* EXTRACT TO READ *
================================
# Data Augmentation Experiments

This notebook helps you:
- Test different augmentation techniques
- Compare augmentation strategies
- Visualize augmentation effects
- Optimize augmentation parameters

In [None]:
import os
import sys
import numpy as np
import matplotlib.pyplot as plt
import torch
from torch.utils.data import DataLoader
import yaml
import random
from PIL import Image
import cv2
from tqdm import tqdm
import warnings
warnings.filterwarnings('ignore')

# Add src to path
sys.path.append('../src')
from data_augmentation import AugmentedColorDataset, AugmentationVisualizer, create_augmented_dataset
from data_preprocessing import DataPreprocessor
from utils import compare_images_side_by_side

print("Libraries imported successfully!")
print(f"PyTorch version: {torch.__version__}")

## 1. Load Configuration and Check Data

In [None]:
# Load configurations
config_path = "../config/config.yaml"
aug_config_path = "../config/augmentation_config.yaml"

with open(config_path, 'r') as f:
    config = yaml.safe_load(f)

with open(aug_config_path, 'r') as f:
    aug_config = yaml.safe_load(f)

print("Configuration loaded:")
print(f"Current augmentation strategy: {aug_config['current_strategy']}")
print(f"Augmentation enabled: {aug_config['augmentation']['enabled']}")

# Check processed data
processed_dir = "../data/processed"
train_dir = os.path.join(processed_dir, "train")

if not os.path.exists(train_dir):
    print("\n❌ Processed data not found!")
    print("Please run notebook 02_data_preprocessing.ipynb first.")
else:
    image_count = len([f for f in os.listdir(train_dir)
================================
* THE INPUT *
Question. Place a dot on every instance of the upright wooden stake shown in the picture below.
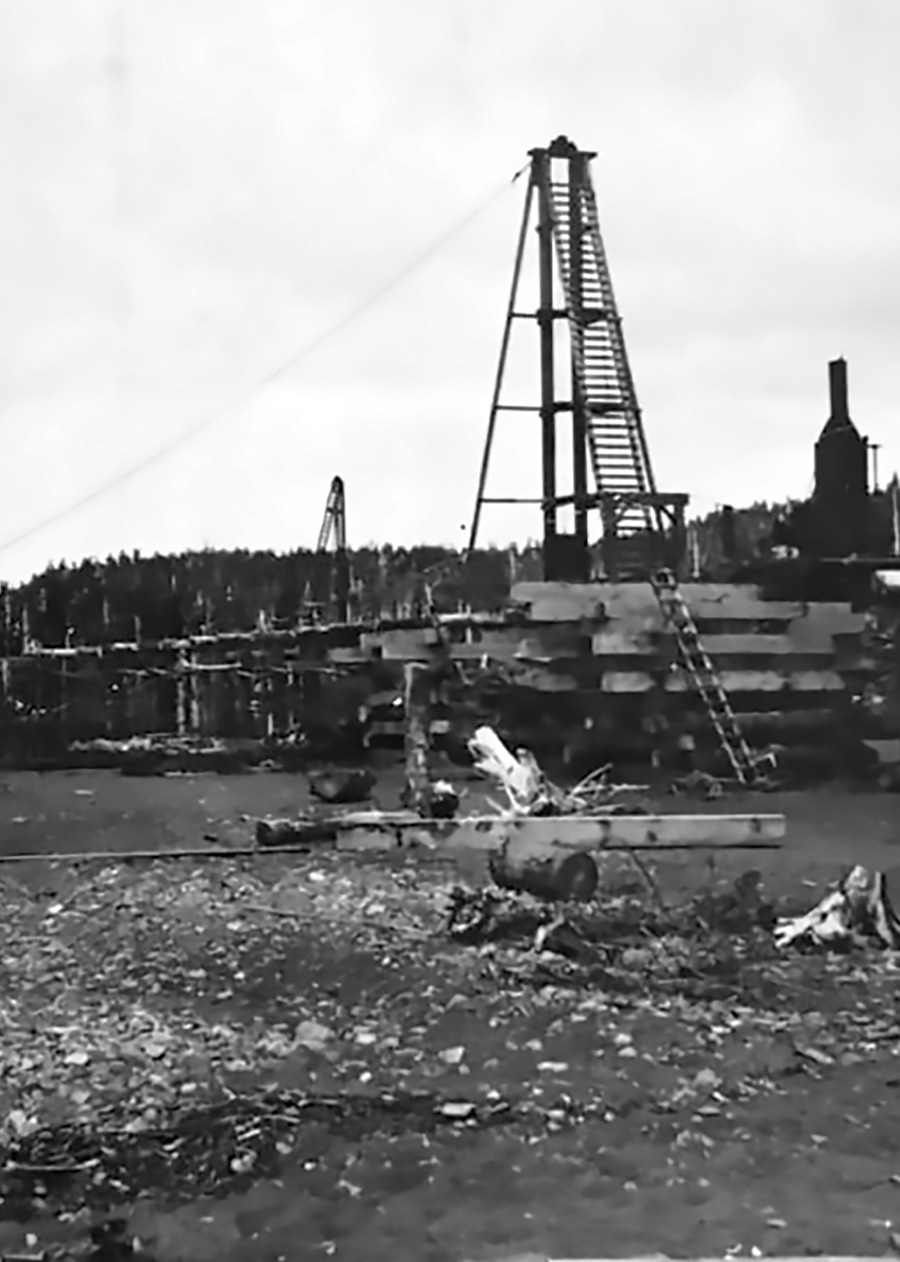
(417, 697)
================================
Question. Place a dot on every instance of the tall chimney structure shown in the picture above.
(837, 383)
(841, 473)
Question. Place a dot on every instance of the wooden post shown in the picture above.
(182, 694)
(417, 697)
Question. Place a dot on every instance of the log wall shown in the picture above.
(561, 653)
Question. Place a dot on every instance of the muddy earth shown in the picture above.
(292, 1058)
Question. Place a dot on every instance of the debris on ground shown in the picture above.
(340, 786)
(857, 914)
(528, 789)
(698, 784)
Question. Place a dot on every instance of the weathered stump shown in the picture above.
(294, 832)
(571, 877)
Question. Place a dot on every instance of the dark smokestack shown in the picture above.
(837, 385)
================================
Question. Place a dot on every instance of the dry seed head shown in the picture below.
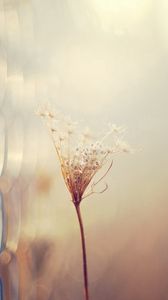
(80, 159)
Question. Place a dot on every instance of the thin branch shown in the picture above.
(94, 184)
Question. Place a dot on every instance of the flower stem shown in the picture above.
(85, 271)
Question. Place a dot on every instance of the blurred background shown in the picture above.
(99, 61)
================================
* OBJECTIVES *
**A.** From the data augmentation notebook, extract everything from "# Check processed" down to "f in os.listdir(train_dir)".
**B.** Pick out each line in the entries that contains the string "below".

* SOLUTIONS PER TASK *
**A.**
# Check processed data
processed_dir = "../data/processed"
train_dir = os.path.join(processed_dir, "train")

if not os.path.exists(train_dir):
    print("\n❌ Processed data not found!")
    print("Please run notebook 02_data_preprocessing.ipynb first.")
else:
    image_count = len([f for f in os.listdir(train_dir)

**B.**
Question. Place a dot on every instance of the upright wooden stake shown in the picture below.
Question. Place a dot on every instance of the dry seed head shown in the picture below.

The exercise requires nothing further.